[Items listed in a dataset]
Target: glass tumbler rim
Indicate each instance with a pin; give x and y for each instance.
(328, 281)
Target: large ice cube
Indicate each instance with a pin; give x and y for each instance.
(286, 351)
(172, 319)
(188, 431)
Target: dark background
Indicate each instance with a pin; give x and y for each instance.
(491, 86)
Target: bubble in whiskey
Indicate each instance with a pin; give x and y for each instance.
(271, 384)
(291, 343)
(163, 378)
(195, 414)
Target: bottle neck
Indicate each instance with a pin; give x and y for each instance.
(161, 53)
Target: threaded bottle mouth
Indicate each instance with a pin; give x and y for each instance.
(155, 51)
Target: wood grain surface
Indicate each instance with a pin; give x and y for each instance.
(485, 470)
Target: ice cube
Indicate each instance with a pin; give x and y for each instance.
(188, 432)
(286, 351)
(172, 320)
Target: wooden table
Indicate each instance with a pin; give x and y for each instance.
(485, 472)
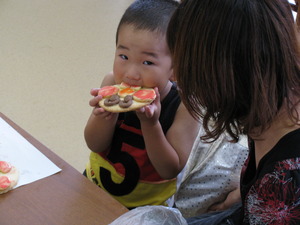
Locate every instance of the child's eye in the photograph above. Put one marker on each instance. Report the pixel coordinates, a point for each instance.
(148, 63)
(123, 57)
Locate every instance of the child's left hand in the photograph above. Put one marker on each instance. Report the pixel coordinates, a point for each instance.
(150, 113)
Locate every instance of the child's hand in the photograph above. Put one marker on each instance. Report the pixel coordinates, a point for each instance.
(232, 198)
(150, 113)
(94, 102)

## TASK DESCRIPTION
Filter the records above down to the lines that hold the string "cube".

## SOLUTION FOR THIS TASK
Target: large ice cube
Target: ice cube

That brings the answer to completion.